_Requirement_
Each entry below should be returned exactly as is, with the pictures removed.

_Excerpted data_
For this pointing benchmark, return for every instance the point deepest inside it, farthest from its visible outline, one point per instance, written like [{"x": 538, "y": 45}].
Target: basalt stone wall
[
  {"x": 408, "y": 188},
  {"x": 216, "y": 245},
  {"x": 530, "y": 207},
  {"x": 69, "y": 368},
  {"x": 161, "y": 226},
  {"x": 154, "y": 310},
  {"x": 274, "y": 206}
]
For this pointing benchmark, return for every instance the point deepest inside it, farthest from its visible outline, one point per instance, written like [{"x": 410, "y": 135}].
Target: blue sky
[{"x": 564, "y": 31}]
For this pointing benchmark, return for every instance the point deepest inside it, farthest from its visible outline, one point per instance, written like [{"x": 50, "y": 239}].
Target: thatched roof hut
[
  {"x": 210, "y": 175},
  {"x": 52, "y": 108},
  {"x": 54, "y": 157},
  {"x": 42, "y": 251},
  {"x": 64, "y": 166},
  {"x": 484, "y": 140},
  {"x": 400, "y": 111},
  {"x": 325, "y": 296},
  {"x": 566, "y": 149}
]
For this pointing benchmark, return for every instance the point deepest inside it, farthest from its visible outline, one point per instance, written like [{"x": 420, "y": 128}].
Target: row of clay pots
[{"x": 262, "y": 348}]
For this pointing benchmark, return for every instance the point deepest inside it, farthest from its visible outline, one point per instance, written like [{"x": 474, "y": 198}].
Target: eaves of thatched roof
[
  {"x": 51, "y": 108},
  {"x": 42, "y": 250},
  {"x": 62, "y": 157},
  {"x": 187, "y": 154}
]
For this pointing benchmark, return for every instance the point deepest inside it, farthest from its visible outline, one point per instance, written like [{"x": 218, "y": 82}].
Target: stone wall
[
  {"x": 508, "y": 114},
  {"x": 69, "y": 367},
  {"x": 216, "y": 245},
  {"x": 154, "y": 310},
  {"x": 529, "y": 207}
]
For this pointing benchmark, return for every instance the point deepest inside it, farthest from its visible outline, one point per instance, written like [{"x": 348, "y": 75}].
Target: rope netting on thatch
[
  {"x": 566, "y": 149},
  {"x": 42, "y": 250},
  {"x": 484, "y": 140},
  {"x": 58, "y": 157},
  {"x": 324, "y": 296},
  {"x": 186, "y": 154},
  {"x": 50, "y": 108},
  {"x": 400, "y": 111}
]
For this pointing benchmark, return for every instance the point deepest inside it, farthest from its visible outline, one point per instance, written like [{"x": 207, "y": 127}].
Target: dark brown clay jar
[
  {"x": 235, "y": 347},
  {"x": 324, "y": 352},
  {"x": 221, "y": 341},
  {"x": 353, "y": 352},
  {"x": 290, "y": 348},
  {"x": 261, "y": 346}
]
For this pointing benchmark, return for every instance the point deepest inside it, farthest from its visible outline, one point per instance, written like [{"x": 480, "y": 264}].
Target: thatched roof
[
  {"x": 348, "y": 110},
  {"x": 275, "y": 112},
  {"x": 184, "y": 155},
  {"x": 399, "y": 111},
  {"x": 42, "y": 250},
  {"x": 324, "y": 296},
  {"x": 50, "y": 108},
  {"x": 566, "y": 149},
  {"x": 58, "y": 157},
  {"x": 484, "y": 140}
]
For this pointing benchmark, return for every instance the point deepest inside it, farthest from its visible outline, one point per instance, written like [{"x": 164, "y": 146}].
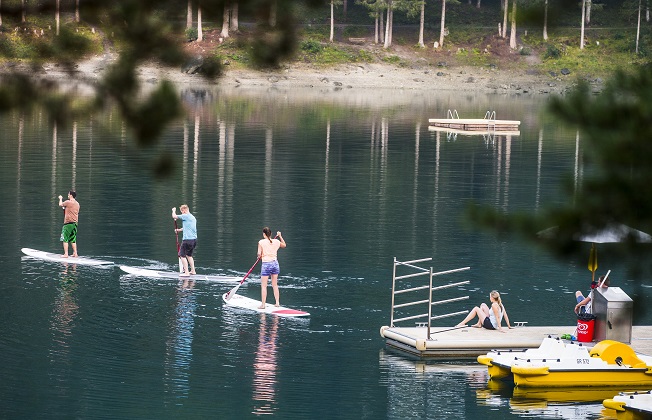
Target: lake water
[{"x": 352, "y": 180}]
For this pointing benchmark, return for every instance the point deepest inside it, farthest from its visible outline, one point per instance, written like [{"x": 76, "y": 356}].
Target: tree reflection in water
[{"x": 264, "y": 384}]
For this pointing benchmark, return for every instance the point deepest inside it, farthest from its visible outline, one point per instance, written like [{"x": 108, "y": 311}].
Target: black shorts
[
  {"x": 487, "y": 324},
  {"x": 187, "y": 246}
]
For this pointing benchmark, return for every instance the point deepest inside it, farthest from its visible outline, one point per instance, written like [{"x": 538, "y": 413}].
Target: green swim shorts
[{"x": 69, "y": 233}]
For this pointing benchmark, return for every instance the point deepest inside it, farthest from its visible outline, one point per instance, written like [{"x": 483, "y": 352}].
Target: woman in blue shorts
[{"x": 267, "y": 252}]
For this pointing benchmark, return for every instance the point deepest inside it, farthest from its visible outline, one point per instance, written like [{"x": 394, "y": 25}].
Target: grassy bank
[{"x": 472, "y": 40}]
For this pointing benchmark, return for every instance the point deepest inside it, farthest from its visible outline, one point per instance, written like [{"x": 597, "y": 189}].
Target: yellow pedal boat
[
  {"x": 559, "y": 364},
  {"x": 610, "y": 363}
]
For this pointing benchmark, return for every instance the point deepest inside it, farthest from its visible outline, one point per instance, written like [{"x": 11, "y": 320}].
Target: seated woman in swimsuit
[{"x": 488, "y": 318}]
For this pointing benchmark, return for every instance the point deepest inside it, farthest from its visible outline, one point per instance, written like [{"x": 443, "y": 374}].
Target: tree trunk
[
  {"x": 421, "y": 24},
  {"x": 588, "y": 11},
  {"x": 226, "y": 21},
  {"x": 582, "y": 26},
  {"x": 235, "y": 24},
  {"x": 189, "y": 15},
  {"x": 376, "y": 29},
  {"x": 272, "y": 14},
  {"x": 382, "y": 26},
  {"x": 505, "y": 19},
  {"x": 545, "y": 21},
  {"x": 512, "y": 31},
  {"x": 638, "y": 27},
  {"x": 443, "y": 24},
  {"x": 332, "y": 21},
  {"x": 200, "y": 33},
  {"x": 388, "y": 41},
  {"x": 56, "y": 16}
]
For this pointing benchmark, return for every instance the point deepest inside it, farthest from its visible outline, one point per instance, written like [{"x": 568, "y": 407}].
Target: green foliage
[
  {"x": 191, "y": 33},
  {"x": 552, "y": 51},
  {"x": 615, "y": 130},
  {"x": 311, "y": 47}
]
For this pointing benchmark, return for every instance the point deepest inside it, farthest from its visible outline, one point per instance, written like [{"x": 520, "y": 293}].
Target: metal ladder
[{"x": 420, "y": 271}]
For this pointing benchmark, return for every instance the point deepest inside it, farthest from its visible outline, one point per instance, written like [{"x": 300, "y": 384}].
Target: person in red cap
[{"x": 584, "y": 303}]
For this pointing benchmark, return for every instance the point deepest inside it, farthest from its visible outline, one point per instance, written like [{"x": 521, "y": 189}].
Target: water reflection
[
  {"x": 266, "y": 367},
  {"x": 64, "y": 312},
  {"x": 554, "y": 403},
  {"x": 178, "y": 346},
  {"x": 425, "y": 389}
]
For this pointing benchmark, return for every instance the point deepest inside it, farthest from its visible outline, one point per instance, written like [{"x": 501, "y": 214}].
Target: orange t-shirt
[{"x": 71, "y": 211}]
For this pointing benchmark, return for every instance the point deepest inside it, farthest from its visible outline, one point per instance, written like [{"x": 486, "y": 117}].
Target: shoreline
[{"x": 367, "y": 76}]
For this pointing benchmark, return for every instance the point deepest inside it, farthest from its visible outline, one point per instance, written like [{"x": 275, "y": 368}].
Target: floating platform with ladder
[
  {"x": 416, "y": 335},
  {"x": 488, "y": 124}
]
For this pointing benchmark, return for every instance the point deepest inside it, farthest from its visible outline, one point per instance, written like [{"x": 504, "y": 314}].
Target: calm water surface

_Problem solution_
For this pointing benchmark, return for every instance the point deepest inside it, farthest from its visible outline, one point per instance, written like [{"x": 538, "y": 45}].
Target: basalt stone wall
[
  {"x": 408, "y": 188},
  {"x": 216, "y": 245},
  {"x": 530, "y": 207},
  {"x": 69, "y": 368},
  {"x": 161, "y": 226},
  {"x": 154, "y": 310},
  {"x": 274, "y": 206}
]
For this pointing benchmark, return for every instance the point deepest inside it, farthest from its visible outline, one point per instance, written like [{"x": 410, "y": 135}].
Target: blue sky
[{"x": 564, "y": 31}]
For this pointing benchmark, return for every instance the point deepest inside it, farthest from its visible outline, one point per instance, written like [{"x": 50, "y": 239}].
Target: thatched roof hut
[
  {"x": 210, "y": 175},
  {"x": 52, "y": 108},
  {"x": 54, "y": 157},
  {"x": 42, "y": 251},
  {"x": 64, "y": 166},
  {"x": 484, "y": 140},
  {"x": 400, "y": 111},
  {"x": 325, "y": 296},
  {"x": 566, "y": 149}
]
For this pointing benchmark, return for every instance the point deepest inside it, farthest from its visible outline, one point per instance, written like [{"x": 420, "y": 128}].
Target: row of clay pots
[{"x": 262, "y": 348}]
For this pointing benchmark, return for every instance the point deepest inside it, farthest from its visible outline, one point per instance, written like [{"x": 474, "y": 198}].
Target: eaves of thatched roof
[
  {"x": 51, "y": 108},
  {"x": 42, "y": 250},
  {"x": 62, "y": 157},
  {"x": 187, "y": 154}
]
For this pointing benchmark, return for every instance the point deepest inside it, farthest from its visible outline, one point per instance, written like [{"x": 218, "y": 82}].
Target: stone wall
[
  {"x": 508, "y": 114},
  {"x": 69, "y": 367},
  {"x": 216, "y": 245},
  {"x": 154, "y": 310},
  {"x": 529, "y": 207}
]
For this pointing benchmark, return for every instance the point deepest inside it, farthest from its visible outline, one point per instance, written like [{"x": 348, "y": 75}].
Target: rope netting on thatch
[
  {"x": 566, "y": 149},
  {"x": 42, "y": 250},
  {"x": 484, "y": 140},
  {"x": 58, "y": 157},
  {"x": 324, "y": 296},
  {"x": 186, "y": 154},
  {"x": 50, "y": 108},
  {"x": 400, "y": 111}
]
For this pointing benchmark, return for every instance the point deepest inside it, farthest from its visible outline, one point per instance, written like [{"x": 207, "y": 127}].
Target: dark brown clay jar
[
  {"x": 235, "y": 347},
  {"x": 324, "y": 352},
  {"x": 221, "y": 341},
  {"x": 353, "y": 352},
  {"x": 290, "y": 348},
  {"x": 261, "y": 346}
]
For this pointing benchmark, return for every instance the point deepest inside it, farthest from its visible outline, one point per instance, written like [{"x": 480, "y": 264}].
Target: thatched roof
[
  {"x": 348, "y": 110},
  {"x": 275, "y": 112},
  {"x": 184, "y": 155},
  {"x": 399, "y": 111},
  {"x": 42, "y": 250},
  {"x": 324, "y": 296},
  {"x": 50, "y": 108},
  {"x": 566, "y": 149},
  {"x": 58, "y": 157},
  {"x": 484, "y": 140}
]
For this pointing benchmark, return for every instance the point deepest inside it, farthest from its visible outline, one point per instance, written like [{"x": 164, "y": 146}].
Target: lake water
[{"x": 352, "y": 180}]
For this pointing benchmark, return for every instance the point deepest inside it, farthest from its visible outline, one point per instance, written like [{"x": 76, "y": 356}].
Target: tree reflection in water
[{"x": 264, "y": 384}]
For this pointing benchmark, return for every instance the point deepest inside it, farthest from its visible outline, one point per instance, written like [{"x": 108, "y": 311}].
Target: black shorts
[
  {"x": 487, "y": 324},
  {"x": 187, "y": 246}
]
For this pointing benchmark, return for every instance the point deepest inside it, farthest from its visible outline, one point per instance, written like [{"x": 538, "y": 413}].
Target: green swim shorts
[{"x": 69, "y": 233}]
For this pointing benchmark, return for every instance the point deepest inside it, farthest from its visible outline, one point per instance, written like [{"x": 483, "y": 352}].
Target: woman in blue shorts
[{"x": 267, "y": 252}]
For this pointing benchmark, return for every instance the point deepest inside it, farthest from its visible outline, one point per instance, written like [{"x": 394, "y": 25}].
Target: grassy bank
[{"x": 472, "y": 40}]
For this pointing benchmark, return for every instance the point deepest inside it, farthest from its visible outline, one point per instance, written like [{"x": 597, "y": 189}].
Target: yellow pedal boat
[
  {"x": 559, "y": 364},
  {"x": 610, "y": 363}
]
For this pointing benchmark, return for every instance the point deepest inside it, farthest from its visible outline, one point per instance, written like [{"x": 11, "y": 320}].
Target: seated woman in swimsuit
[{"x": 488, "y": 318}]
For this pointing benchmark, return for every instance the point deepest inside it, farthest from its visible outline, one point per instance, written like [{"x": 443, "y": 374}].
Target: tree trunk
[
  {"x": 421, "y": 24},
  {"x": 588, "y": 11},
  {"x": 226, "y": 21},
  {"x": 582, "y": 26},
  {"x": 235, "y": 24},
  {"x": 189, "y": 15},
  {"x": 376, "y": 29},
  {"x": 272, "y": 14},
  {"x": 382, "y": 26},
  {"x": 505, "y": 19},
  {"x": 545, "y": 21},
  {"x": 512, "y": 31},
  {"x": 638, "y": 27},
  {"x": 443, "y": 24},
  {"x": 332, "y": 21},
  {"x": 200, "y": 33},
  {"x": 388, "y": 41},
  {"x": 56, "y": 16}
]
For this pointing benchmark, return for every instance the point deepest inside it, farthest from its visible outline, one point per instance, written like [{"x": 568, "y": 407}].
Target: green foliage
[
  {"x": 191, "y": 33},
  {"x": 552, "y": 51},
  {"x": 615, "y": 130},
  {"x": 311, "y": 47}
]
For this pointing benchmark, return for every instance the point deepest inside it, farthest from its visible outline, one point per instance, written like [{"x": 520, "y": 293}].
Target: metal ladder
[{"x": 420, "y": 271}]
For this pointing benchmark, return for every instance the point deepest inside it, farthest from its visible outline, one point per instance, written like [{"x": 300, "y": 384}].
Target: person in red cap
[{"x": 584, "y": 303}]
For this pointing benchmark, return for every instance the point deepest inside it, farthest from its visible outline, one point per instance, written like [{"x": 521, "y": 189}].
Target: water reflection
[
  {"x": 266, "y": 367},
  {"x": 64, "y": 312},
  {"x": 554, "y": 403},
  {"x": 178, "y": 346},
  {"x": 425, "y": 389}
]
For this pointing benchmark, return for every instance the point deepest inside it, farthest from its visible outline, one point per instance, written like [{"x": 501, "y": 214}].
Target: orange t-shirt
[{"x": 71, "y": 211}]
For this pointing benchmark, return for every instance the point deepest inside it, farthest from its visible outline, one point per instance, written like [{"x": 486, "y": 117}].
Target: shoreline
[{"x": 367, "y": 76}]
For this pointing benchmark, return for every instance the point deepest inside it, farthest from its visible outline, one point per instance, written like [{"x": 275, "y": 368}].
Target: floating platform with ladder
[
  {"x": 416, "y": 335},
  {"x": 488, "y": 124}
]
For this pointing benchmark, return for every instance the point deepest inside it, farthest from its visible outline, one point per instance, written like [{"x": 504, "y": 314}].
Target: calm water surface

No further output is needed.